▶ **Exercise instructions**
Which lines in the material below contain the string "slope"? List each of them in full, treating uppercase and lowercase as different.

□ □ □

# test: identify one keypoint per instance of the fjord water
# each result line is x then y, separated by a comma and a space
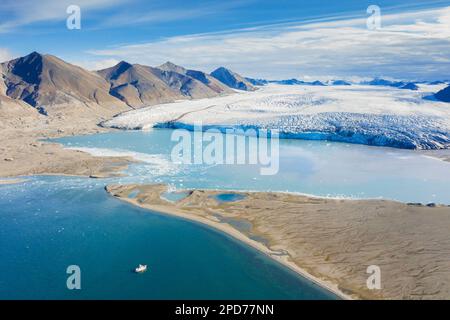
49, 223
312, 167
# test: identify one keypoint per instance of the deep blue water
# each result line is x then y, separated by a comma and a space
49, 223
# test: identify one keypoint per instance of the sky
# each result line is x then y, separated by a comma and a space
263, 39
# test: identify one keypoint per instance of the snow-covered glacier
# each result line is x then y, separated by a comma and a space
381, 116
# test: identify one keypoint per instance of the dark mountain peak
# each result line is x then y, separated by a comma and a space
444, 95
232, 79
28, 67
170, 66
124, 64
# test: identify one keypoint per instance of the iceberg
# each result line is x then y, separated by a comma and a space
363, 114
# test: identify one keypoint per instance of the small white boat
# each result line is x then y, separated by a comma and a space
141, 268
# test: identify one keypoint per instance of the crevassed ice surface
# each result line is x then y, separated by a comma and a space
372, 115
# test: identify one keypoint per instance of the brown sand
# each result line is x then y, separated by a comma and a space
23, 151
333, 241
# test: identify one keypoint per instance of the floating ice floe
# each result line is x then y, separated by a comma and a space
382, 116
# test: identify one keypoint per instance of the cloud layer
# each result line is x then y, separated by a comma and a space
414, 45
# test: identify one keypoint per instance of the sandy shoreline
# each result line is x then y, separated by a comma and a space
227, 229
330, 242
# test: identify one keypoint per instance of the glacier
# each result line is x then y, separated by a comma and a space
378, 116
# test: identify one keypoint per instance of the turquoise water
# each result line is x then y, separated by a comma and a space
50, 223
312, 167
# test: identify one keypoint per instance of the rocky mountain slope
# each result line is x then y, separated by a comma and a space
49, 83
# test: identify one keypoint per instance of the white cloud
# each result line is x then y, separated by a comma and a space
94, 65
5, 55
18, 13
409, 45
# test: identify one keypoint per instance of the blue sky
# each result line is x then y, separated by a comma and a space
272, 39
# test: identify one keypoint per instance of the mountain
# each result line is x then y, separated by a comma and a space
45, 81
232, 79
138, 85
443, 95
257, 82
340, 83
389, 83
206, 79
290, 82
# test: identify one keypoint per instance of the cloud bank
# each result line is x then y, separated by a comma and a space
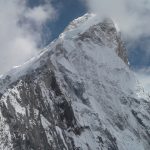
21, 30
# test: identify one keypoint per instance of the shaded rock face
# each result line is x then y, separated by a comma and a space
79, 97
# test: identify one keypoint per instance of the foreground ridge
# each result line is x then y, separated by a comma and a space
78, 94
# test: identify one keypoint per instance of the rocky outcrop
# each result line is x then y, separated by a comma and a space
76, 95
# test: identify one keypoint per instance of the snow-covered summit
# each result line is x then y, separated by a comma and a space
78, 94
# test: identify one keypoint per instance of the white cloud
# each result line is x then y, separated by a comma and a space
133, 19
20, 31
40, 14
132, 16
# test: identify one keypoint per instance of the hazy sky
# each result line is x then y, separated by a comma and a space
27, 25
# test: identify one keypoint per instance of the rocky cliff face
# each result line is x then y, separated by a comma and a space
78, 94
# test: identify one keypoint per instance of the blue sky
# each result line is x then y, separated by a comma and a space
70, 9
28, 25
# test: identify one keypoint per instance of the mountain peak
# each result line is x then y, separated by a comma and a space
76, 94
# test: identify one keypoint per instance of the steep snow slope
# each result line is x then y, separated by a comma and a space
78, 94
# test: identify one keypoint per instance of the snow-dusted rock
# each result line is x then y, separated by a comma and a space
78, 94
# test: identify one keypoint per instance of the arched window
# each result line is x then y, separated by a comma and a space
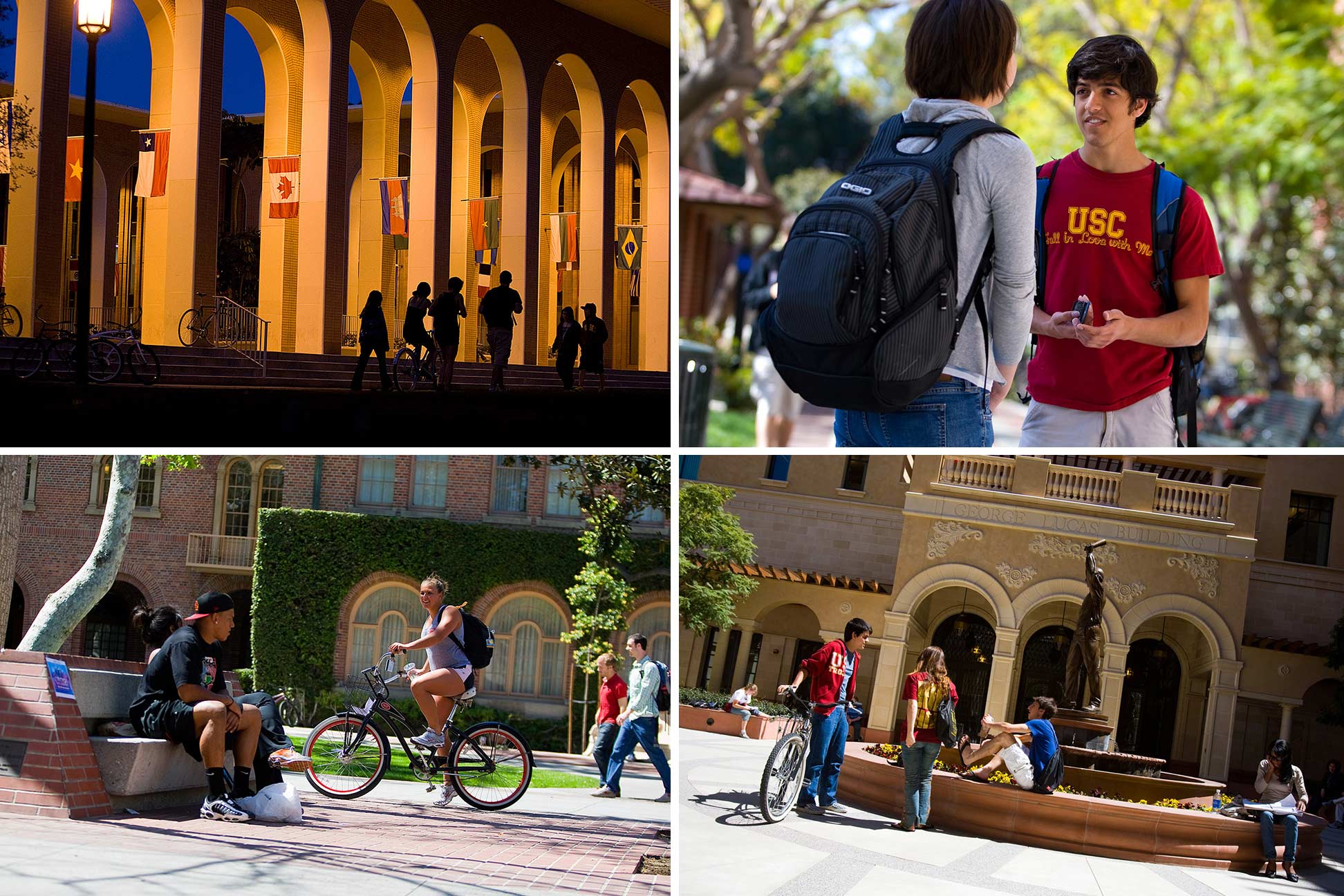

□ □ □

▶ **Right answer**
# test: identify one keypoint per instance of the rocky mountain slope
# test: identify one keypoint per instance of the steep snow slope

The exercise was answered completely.